Exercise objective
Only the pictures are to be omitted; every entry beneath should otherwise be duplicated exactly.

=== Task input ===

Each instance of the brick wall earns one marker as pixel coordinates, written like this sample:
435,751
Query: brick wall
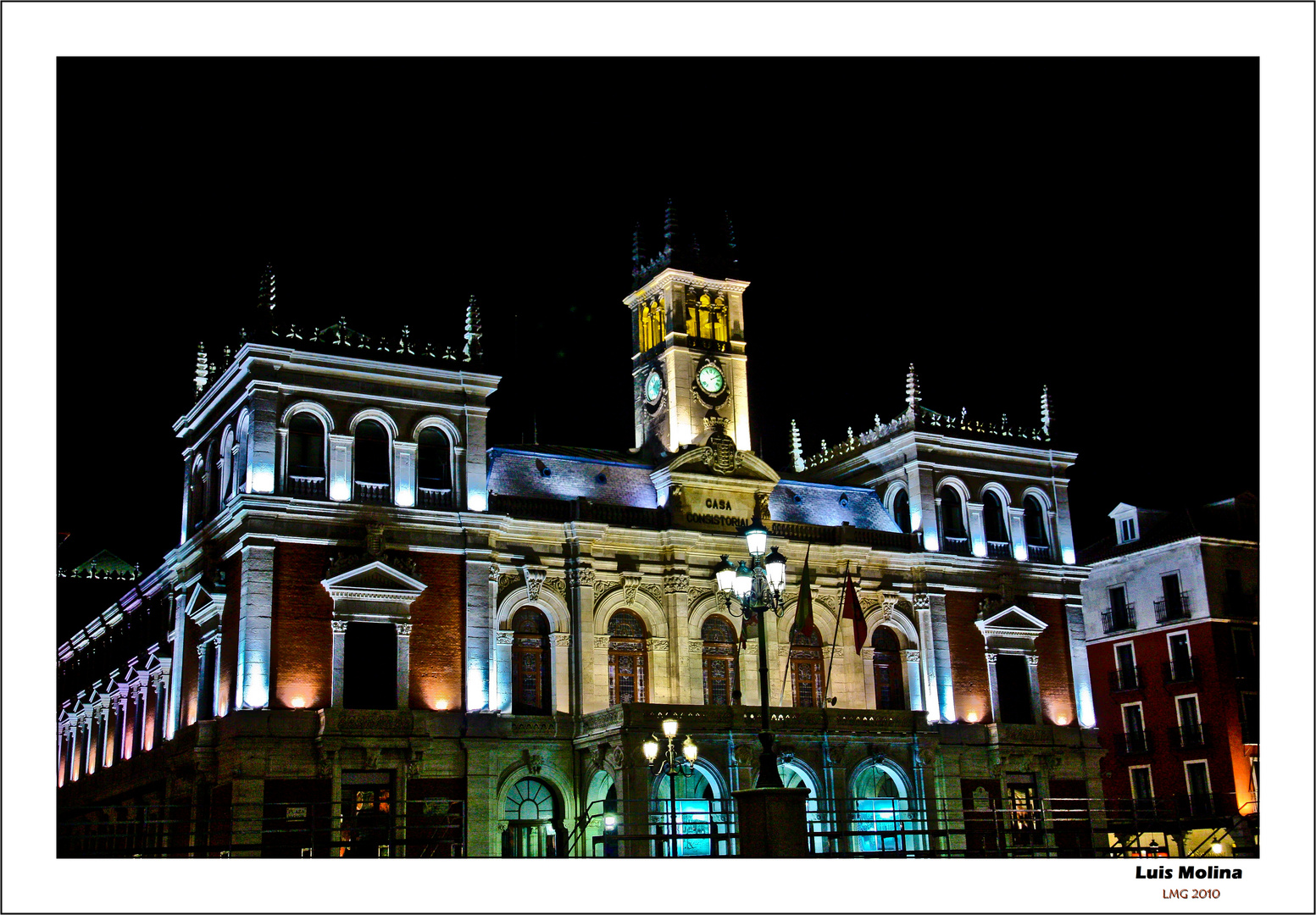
302,639
968,661
229,636
436,641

===

Expected output
Each instance of the brick wall earns one marker as pixel coordinates, written like this sample:
435,751
Query: brick wall
302,639
968,661
229,636
436,641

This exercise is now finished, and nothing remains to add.